## Requirement A:
According to the Medicare managed care passage, which two procedures were for-profit plan enrollees significantly more likely to receive than nonprofit plan members?
## Requirement B:
Extend the Medicare managed care passage from where it stops.

## Source passage:
····················

Medicare Compliance & Reimbursement

Medicare+Choice:

SENIORS IN FOR-PROFIT PLANS NOT DENIED HIGH-COST CARE

At least in the Medicare program, for-profit managed care plans provide as much access to expensive medical care as their nonprofit counterparts.

So says a study in the Jan. 8 New England Journal of Medicine, which looked at the experiences of more than 3.7 million seniors enrolled in Medicare managed care plans during 1997. Roughly two-thirds of the seniors were distributed among 166 for-profit plans, while the remaining third were in 88 nonprofit plans.

Seniors enrolled in for-profit plans received each of 12 common high-cost surgical procedures at least as often as seniors in nonprofits, and for-profit enrollees were actually significantly more likely to get two of the procedures, partial colectomies and closed cholecystectomies, than members of nonprofit plans. Among the other procedures included in the study were hysterectomies, total knee replacements, and coronary-artery bypass grafting.

····················

## Saved entries:
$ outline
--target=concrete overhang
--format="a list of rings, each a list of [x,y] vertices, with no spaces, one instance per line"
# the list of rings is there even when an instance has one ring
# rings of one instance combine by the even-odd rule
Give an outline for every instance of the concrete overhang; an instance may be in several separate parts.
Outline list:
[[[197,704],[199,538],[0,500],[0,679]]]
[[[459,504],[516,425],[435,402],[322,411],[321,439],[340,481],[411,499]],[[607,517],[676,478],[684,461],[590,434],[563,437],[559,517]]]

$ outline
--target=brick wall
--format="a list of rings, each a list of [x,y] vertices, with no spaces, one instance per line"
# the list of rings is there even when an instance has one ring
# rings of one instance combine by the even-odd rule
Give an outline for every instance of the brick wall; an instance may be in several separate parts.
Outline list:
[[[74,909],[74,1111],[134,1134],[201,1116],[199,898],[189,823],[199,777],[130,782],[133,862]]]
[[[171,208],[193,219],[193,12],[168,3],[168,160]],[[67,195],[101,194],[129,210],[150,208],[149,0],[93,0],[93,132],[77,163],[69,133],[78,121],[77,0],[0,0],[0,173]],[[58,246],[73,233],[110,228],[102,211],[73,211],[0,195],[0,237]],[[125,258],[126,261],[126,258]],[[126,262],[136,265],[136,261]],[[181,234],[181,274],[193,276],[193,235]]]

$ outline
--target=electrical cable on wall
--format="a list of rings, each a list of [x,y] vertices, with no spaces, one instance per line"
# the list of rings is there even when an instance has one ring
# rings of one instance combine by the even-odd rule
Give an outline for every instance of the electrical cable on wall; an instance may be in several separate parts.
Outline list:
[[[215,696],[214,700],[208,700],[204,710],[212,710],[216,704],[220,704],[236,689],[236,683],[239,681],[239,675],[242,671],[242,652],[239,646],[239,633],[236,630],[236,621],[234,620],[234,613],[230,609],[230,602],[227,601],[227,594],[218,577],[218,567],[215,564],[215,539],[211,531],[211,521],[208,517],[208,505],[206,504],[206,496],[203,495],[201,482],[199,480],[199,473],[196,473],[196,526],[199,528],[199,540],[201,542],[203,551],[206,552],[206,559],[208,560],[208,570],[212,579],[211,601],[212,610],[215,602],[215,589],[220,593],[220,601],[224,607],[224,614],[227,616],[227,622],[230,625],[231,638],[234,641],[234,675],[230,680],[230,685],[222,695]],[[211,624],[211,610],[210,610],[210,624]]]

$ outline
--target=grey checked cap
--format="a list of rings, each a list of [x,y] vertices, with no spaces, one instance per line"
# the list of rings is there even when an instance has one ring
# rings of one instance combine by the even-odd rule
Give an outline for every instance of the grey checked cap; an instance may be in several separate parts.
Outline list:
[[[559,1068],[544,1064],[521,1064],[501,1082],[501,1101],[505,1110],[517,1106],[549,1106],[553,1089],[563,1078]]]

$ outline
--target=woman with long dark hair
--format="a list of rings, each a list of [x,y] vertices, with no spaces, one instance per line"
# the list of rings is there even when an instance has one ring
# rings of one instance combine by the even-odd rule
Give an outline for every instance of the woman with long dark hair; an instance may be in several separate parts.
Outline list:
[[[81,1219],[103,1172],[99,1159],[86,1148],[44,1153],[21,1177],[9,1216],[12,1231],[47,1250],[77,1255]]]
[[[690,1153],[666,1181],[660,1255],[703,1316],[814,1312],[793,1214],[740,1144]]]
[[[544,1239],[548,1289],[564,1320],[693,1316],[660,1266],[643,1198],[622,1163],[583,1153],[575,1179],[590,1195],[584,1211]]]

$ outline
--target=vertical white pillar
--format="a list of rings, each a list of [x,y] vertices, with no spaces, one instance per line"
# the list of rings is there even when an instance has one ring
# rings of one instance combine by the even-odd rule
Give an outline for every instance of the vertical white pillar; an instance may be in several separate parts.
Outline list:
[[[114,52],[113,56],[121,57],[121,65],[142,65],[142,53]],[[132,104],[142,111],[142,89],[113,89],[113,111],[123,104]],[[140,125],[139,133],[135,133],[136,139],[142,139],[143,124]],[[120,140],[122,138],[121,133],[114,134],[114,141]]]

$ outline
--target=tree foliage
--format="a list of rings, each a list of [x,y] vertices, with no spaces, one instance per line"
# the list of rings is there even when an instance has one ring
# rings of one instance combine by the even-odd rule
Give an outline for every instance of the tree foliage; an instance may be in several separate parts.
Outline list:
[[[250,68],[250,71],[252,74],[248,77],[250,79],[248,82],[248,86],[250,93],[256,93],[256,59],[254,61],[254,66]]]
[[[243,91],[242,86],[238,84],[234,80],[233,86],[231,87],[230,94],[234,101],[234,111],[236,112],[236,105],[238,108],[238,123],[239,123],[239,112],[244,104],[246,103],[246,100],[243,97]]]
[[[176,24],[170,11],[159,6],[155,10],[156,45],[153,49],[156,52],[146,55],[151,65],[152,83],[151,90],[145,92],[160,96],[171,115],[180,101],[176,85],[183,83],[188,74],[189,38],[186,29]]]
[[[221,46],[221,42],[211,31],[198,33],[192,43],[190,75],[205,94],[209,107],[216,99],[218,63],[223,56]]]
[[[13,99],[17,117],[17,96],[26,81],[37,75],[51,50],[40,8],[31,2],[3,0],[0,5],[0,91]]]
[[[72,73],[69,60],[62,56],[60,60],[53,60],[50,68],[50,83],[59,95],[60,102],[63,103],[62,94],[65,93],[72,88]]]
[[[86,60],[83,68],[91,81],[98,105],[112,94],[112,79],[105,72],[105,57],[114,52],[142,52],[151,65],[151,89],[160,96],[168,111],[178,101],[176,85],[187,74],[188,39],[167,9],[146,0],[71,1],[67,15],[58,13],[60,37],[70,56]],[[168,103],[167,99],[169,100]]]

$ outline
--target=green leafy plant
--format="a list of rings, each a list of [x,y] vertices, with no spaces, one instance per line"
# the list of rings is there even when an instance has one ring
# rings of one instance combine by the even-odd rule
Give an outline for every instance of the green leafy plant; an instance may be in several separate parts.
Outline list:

····················

## Written reply A:
Partial colectomies and closed cholecystectomies.

## Written reply B:
The study's results surprised its authors. "We had expected that pressure to produce profits for investors in the for-profit plans would lead them to restrict use of high-cost procedures by enrollees," explained lead author Eric Schneider of the Harvard School of Public Health in a statement.

Fears that for-profits will unreasonably restrict care "may not be justified," Schneider said. "On the other hand, our results also raise questions about whether for-profit plans will be any more effective than not-for-profit plans at controlling health care spending."